---------- Given entries ----------

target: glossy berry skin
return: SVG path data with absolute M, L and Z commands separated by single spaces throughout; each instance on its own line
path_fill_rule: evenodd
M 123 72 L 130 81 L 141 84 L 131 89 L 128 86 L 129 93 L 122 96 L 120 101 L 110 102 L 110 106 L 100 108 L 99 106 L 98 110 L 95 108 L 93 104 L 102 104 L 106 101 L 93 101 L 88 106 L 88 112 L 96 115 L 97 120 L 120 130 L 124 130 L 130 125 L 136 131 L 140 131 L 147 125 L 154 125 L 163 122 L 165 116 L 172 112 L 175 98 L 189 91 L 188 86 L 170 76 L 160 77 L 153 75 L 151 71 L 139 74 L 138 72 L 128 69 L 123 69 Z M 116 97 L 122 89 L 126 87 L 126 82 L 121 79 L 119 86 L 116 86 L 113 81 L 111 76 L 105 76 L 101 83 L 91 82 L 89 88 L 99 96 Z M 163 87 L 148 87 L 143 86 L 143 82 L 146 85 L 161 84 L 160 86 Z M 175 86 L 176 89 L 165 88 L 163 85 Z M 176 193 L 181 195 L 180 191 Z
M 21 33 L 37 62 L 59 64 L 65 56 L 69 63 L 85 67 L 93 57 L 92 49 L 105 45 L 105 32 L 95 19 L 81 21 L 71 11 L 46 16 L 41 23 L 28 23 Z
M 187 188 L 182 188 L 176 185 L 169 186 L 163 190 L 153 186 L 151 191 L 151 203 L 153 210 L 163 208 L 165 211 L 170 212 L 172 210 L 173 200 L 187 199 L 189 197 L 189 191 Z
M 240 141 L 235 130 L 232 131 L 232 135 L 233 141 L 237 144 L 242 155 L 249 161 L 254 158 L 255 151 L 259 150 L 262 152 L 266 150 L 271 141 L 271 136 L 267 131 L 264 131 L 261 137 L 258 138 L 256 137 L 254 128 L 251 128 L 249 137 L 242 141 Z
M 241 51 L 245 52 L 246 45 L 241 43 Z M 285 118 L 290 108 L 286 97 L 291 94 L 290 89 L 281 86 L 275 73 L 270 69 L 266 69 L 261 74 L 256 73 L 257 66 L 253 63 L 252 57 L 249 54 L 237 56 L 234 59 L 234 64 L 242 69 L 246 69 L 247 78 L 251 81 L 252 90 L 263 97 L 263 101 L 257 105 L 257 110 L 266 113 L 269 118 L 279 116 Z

----------

### What to produce
Reproduce the entries above, replacing "evenodd" with "nonzero" and keeping every other character the same.

### Result for this exercise
target: glossy berry skin
return: SVG path data with absolute M, L and Z commands separated by single spaces throughout; each instance on its own line
path_fill_rule: nonzero
M 123 72 L 130 81 L 141 84 L 131 89 L 128 86 L 129 93 L 122 96 L 120 101 L 110 102 L 110 106 L 100 108 L 99 106 L 98 110 L 95 108 L 93 104 L 102 104 L 106 101 L 93 101 L 88 106 L 88 112 L 96 115 L 97 120 L 120 130 L 124 130 L 130 125 L 136 131 L 140 131 L 147 125 L 154 125 L 163 122 L 165 116 L 172 112 L 175 98 L 189 91 L 188 86 L 170 76 L 160 77 L 153 75 L 151 71 L 139 74 L 138 72 L 128 69 L 123 69 Z M 116 97 L 122 89 L 126 87 L 126 82 L 121 79 L 119 86 L 116 86 L 113 81 L 111 76 L 105 76 L 101 83 L 91 82 L 89 88 L 99 96 Z M 163 87 L 148 87 L 143 86 L 143 82 L 146 85 L 161 84 L 160 86 Z M 175 86 L 176 89 L 165 88 L 163 85 Z M 176 193 L 181 195 L 180 191 Z
M 21 33 L 37 62 L 59 64 L 65 56 L 69 63 L 85 67 L 93 57 L 92 49 L 105 45 L 105 32 L 95 19 L 81 21 L 71 11 L 46 16 L 41 23 L 28 23 Z
M 187 188 L 182 188 L 176 185 L 169 186 L 163 190 L 153 186 L 151 191 L 151 203 L 153 210 L 163 208 L 165 211 L 170 212 L 172 210 L 173 200 L 187 199 L 189 197 L 189 191 Z
M 240 141 L 235 130 L 232 131 L 232 135 L 233 141 L 237 144 L 242 155 L 249 161 L 254 158 L 255 151 L 259 150 L 262 152 L 266 150 L 271 141 L 271 136 L 267 131 L 264 131 L 261 137 L 258 138 L 256 137 L 254 128 L 251 128 L 249 137 L 242 141 Z
M 241 51 L 245 52 L 246 45 L 241 43 Z M 285 118 L 290 108 L 286 97 L 291 94 L 290 89 L 281 86 L 275 73 L 270 69 L 266 69 L 261 74 L 256 73 L 257 66 L 253 63 L 252 57 L 249 54 L 237 56 L 234 59 L 234 64 L 242 69 L 246 69 L 247 78 L 251 81 L 252 90 L 263 97 L 263 101 L 257 105 L 257 110 L 266 113 L 269 118 L 279 116 Z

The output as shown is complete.